■ **Passage to read**:
==========
Nurses face daily battles to keep up with the demand for their services. Today, there are more Americans over the age of 65 than any other time in U.S. history. By 2030, there will be an estimated 70 million people over the age of 65. Of that population, many will have multiple chronic health conditions, according to Vice News.
While the demand for nursing is only increasing, the struggling healthcare system is driving down the professions appeal. Policy changes and increasing physical demands are two of the leading causes for the reduced appeal.
Decades of policy changes have resulted in shorter hospital stays for patients. When a new payment model for Medicare beneficiaries hit the U.S. in 1983, the average length of a hospital stay for Medicare patients was 10 days. In 2013, that number was 5.1.
What this means for nurses is a decline in job satisfaction.
Nurses are drawn to the profession because they want to fix people. When the priority changes from resolving the underlying medical condition to discharging patients in as little time as possible, many nurses job satisfaction levels plummet. As Jeanne Geiger-Brown, dean at Stevenson University’s School of Nursing said in the Vice News article, “It’s not very satisfying to just put bandaids on people who are really quite ill.”
Not only are healthcare workers overworked, they hold one of the most physically demanding jobs out there. The Occupational Safety and Health Administration (OSHA), reports that hospitals are one of the most hazardous places to work in the U.S.
According to that same report, on the job injuries and illnesses for hospital workers result in more days away from work than construction workers or those in manufacturing.
The rapidly growing need for nurses should serve as an impetus for improving job satisfaction. Increasing the appeal of the nursing profession will help to secure the robust workforce that is critical for the future of U.S. healthcare.
==========
■ **Saved data entries**:
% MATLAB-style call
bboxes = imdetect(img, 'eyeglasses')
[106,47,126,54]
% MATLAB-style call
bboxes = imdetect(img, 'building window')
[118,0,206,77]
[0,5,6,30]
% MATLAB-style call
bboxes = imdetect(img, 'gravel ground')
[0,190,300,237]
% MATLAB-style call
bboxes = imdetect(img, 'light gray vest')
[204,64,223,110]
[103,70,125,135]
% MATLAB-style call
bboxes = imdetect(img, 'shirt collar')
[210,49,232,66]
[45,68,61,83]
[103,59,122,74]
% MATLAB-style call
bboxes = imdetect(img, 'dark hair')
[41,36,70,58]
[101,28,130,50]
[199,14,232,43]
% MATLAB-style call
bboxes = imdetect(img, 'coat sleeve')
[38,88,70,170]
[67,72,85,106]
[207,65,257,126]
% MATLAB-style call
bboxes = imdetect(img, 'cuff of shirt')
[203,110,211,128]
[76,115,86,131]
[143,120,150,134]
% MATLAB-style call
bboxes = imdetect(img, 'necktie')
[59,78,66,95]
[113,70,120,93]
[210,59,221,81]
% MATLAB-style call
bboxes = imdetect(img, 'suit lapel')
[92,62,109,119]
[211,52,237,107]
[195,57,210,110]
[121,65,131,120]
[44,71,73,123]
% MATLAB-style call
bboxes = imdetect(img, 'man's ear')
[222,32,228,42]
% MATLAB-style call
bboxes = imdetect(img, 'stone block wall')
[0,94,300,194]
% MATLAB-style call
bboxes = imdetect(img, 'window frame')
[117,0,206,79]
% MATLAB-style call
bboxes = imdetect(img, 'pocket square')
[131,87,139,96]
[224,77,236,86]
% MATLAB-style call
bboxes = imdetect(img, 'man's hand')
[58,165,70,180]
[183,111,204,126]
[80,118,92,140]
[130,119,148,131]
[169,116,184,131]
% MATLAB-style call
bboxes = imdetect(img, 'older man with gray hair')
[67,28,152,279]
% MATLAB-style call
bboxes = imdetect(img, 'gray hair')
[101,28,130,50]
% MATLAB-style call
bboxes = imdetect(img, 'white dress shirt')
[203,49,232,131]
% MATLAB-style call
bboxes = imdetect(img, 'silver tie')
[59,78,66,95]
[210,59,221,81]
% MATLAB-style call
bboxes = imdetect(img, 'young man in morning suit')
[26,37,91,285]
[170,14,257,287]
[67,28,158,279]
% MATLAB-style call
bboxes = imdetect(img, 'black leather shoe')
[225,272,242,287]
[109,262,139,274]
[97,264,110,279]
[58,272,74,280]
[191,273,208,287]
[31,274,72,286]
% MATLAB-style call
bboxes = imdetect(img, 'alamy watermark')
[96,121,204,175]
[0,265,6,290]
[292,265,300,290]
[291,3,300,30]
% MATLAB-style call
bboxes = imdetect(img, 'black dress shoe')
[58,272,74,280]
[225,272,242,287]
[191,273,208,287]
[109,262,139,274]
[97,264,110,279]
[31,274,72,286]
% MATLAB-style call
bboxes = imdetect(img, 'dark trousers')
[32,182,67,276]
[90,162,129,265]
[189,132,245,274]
==========
■ **Task requirements**:
(A) List every year mentioned in the passage on nursing, in the order they appear.
(B) Print the portion of the passage on nursing that begins with the words containing "According to that" and ends with "of U.S. healthcare.".
These rows come from a source other than the passage on nursing.

■ **Responses per task**:
(A) 2030, 1983, 2013

(B)
According to that same report, on the job injuries and illnesses for hospital workers result in more days away from work than construction workers or those in manufacturing.
The rapidly growing need for nurses should serve as an impetus for improving job satisfaction. Increasing the appeal of the nursing profession will help to secure the robust workforce that is critical for the future of U.S. healthcare.